以下のすべての行を、一字も変えずに引用しなさい。ただし、画像は解答に含めないこと。

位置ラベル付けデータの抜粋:
------------

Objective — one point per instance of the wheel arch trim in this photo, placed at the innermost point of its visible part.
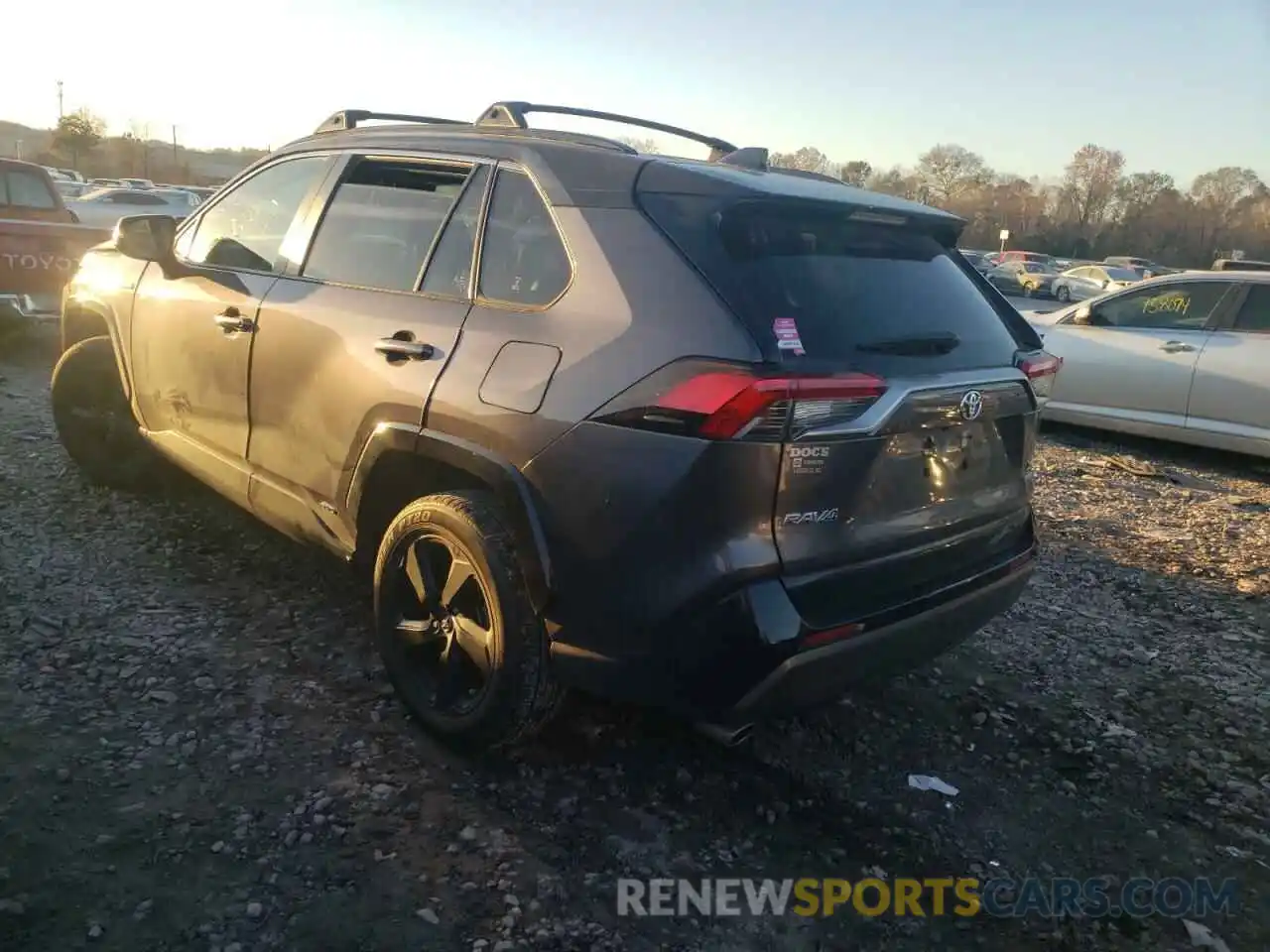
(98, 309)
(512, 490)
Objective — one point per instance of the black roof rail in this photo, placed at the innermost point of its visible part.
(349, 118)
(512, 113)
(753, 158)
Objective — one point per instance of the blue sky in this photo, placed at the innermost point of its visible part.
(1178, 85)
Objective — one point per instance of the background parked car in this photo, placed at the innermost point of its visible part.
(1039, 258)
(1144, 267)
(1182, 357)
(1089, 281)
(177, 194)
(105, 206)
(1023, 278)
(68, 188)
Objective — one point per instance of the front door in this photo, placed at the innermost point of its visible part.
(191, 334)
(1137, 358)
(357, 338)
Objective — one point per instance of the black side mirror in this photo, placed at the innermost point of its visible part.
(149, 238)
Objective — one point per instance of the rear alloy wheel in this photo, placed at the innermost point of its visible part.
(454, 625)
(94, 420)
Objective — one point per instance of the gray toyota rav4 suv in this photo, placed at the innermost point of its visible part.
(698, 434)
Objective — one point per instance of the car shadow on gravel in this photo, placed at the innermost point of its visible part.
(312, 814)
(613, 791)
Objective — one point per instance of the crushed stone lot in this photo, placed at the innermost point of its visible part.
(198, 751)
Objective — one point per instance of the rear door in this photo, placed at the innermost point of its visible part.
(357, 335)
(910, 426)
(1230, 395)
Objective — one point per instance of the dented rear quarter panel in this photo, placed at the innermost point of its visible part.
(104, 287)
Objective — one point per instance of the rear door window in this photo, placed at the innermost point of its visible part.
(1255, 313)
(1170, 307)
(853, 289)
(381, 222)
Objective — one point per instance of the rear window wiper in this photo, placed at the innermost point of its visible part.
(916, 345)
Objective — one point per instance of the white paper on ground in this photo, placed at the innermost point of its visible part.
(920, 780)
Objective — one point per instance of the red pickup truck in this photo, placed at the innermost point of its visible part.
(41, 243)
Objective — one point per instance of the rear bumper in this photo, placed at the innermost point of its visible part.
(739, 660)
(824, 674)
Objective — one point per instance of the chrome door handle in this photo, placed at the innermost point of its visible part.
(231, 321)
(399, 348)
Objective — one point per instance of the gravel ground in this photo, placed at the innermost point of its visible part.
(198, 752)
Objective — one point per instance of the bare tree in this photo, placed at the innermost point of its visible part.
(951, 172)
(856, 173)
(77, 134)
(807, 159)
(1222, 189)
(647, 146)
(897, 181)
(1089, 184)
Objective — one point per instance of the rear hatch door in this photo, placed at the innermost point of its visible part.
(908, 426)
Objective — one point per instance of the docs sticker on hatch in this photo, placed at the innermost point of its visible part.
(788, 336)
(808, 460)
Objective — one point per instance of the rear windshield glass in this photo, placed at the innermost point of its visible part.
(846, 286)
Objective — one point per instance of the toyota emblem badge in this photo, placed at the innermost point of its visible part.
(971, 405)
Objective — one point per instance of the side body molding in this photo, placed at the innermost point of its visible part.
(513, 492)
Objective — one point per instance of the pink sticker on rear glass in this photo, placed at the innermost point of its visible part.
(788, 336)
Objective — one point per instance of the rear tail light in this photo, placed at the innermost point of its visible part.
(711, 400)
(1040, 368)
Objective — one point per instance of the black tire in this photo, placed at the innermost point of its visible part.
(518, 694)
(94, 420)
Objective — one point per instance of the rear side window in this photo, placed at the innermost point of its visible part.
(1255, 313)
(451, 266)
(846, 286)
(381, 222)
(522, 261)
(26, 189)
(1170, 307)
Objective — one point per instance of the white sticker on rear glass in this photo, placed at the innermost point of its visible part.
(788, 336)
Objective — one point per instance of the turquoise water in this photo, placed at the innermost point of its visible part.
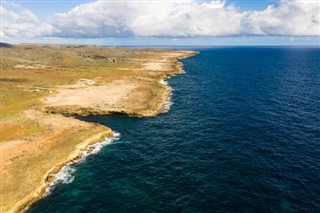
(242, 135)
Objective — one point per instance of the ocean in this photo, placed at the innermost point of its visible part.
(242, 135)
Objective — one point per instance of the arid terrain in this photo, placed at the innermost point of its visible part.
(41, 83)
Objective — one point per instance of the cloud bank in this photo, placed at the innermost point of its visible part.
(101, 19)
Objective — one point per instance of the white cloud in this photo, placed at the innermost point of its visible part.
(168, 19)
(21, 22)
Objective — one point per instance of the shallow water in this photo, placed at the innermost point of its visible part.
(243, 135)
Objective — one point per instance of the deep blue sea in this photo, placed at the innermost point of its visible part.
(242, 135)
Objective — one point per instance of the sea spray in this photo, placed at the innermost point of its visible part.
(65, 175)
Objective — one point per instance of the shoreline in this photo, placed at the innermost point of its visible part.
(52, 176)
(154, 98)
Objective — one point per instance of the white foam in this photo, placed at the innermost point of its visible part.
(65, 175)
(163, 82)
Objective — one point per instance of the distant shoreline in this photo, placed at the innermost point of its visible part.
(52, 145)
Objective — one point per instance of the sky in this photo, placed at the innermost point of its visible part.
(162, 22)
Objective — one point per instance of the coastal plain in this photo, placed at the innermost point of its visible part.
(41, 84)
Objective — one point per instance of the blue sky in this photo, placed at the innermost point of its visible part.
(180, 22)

------------

▶ 記述解答:
Objective — one point per instance of the wheel arch trim in this photo, placed at the innermost point of its visible part.
(98, 309)
(512, 490)
Objective — one point per instance of the black roof rail in this photo, placed at the innermost point of its visible part.
(349, 118)
(512, 113)
(753, 158)
Objective — one point per instance of the blue sky in this photo, placed at the innermost point of its visible part.
(1178, 85)
Objective — one point per instance of the background parked car in this photo, placed at the innermost point of its visible part.
(1039, 258)
(1144, 267)
(1182, 357)
(1089, 281)
(177, 194)
(105, 206)
(1023, 278)
(68, 188)
Objective — one point per instance of the front door in this photo, placed at the innermost point of its visible part.
(191, 334)
(1137, 358)
(357, 338)
Objective — one point per instance of the black side mirror in this photo, placed at the innermost point of its visible part.
(149, 238)
Objective — one point per instance of the rear alloy wheel in this photo, placed at the innermost point of its visible part.
(454, 625)
(94, 420)
Objective — one point per instance of the gray toyota rav4 suv in this photo, placed at the innermost point of its visible part.
(698, 434)
Objective — one point per instance of the car shadow on gravel in this photo, placed at the innermost point of its visible part.
(312, 814)
(613, 791)
Objective — one point per instance of the crushed stone lot in this photo, placed at the innermost point of its visible part.
(198, 751)
Objective — one point per instance of the rear door in this photo, placed at the innermost point of its visible part.
(357, 335)
(910, 426)
(1230, 395)
Objective — one point per instance of the dented rear quarter panel in this photo, placed at the innermost point of its visible part.
(104, 287)
Objective — one point per instance of the rear door window in this photo, placed at the innermost point of its visible part.
(1255, 313)
(1170, 307)
(853, 289)
(381, 222)
Objective — one point per instance of the rear window wiper in this photo, placed at the innermost point of its visible part.
(916, 345)
Objective — one point per instance of the white paper on ground in this photo, placed at the innermost point of its visible part.
(920, 780)
Objective — one point per instance of the red pickup truck in this photo, placed at the innermost point of its visible part.
(41, 243)
Objective — one point per instance of the rear bumper in this photo, placed at the innermost point of its visible part.
(739, 660)
(824, 674)
Objective — one point per instance of the chrome door handle in this photo, placed at the innermost point of its visible part.
(231, 321)
(399, 348)
Objective — one point per instance of the gravel ground in this photo, placed at the innermost point of its visible part.
(198, 752)
Objective — one point per instance of the bare tree in this photo, placed at the innermost point of its visible part.
(951, 172)
(856, 173)
(77, 134)
(807, 159)
(1222, 189)
(647, 146)
(897, 181)
(1089, 184)
Objective — one point per instance of the rear hatch door in this photo, placed at the innermost point of its visible part.
(908, 426)
Objective — one point per instance of the docs sticker on hatch in this photo, placed at the innermost point of its visible part.
(788, 336)
(808, 460)
Objective — one point per instance of the rear windshield glass in this photo, placed at the innermost point of its visible part.
(846, 286)
Objective — one point per instance of the toyota emblem badge in this photo, placed at the innermost point of its visible part.
(971, 405)
Objective — one point per instance of the side body molding in this photo, placed at the innermost point of its visible part.
(513, 492)
Objective — one point per instance of the pink sticker on rear glass in this photo, placed at the innermost point of its visible part.
(788, 336)
Objective — one point per instance of the rear tail light in this photo, placed at the innermost point of its visible part.
(711, 400)
(1040, 368)
Objective — one point per instance of the black tire in this photo, placed at the innermost point of its visible part.
(518, 694)
(94, 420)
Objective — one point per instance of the rear side window in this photo, placed at the innermost point of its visible part.
(1255, 313)
(451, 266)
(846, 286)
(381, 222)
(522, 261)
(26, 189)
(1170, 307)
Objective — one point per instance of the white sticker on rear glass in this photo, placed at the innermost point of its visible part.
(788, 336)
Objective — one point per instance of the turquoise water in this photo, placed at the innermost point of its visible part.
(242, 135)
Objective — one point per instance of the ocean in this photo, placed at the innermost point of its visible part.
(242, 135)
Objective — one point per instance of the arid terrain in this photo, placed at the innermost point of its visible part.
(41, 83)
Objective — one point per instance of the cloud bank in this photo, placed at the innermost point of its visible part.
(101, 19)
Objective — one point per instance of the white cloud in this photo, placed at the innermost point of its visible part.
(168, 19)
(21, 22)
Objective — one point per instance of the shallow water in this photo, placed at the innermost point of its visible part.
(243, 135)
Objective — one point per instance of the deep blue sea in this photo, placed at the innermost point of its visible part.
(242, 135)
Objective — one point per instance of the sea spray in this photo, placed at the innermost point of its visible part.
(65, 175)
Objective — one point per instance of the shoreline in this photo, placed at the innermost point of its visible part.
(52, 176)
(154, 98)
Objective — one point per instance of the white foam in this photo, placed at the innermost point of its visible part.
(65, 175)
(163, 82)
Objective — one point per instance of the distant shoreline in this photo, placed at the innermost point of its visible part.
(52, 145)
Objective — one point per instance of the sky in this photo, placed at the innermost point of its visible part.
(162, 22)
Objective — one point per instance of the coastal plain in this photo, placed at the innermost point of its visible part.
(41, 84)
Objective — one point per instance of the blue sky in this photo, placed at the innermost point of its visible part.
(180, 22)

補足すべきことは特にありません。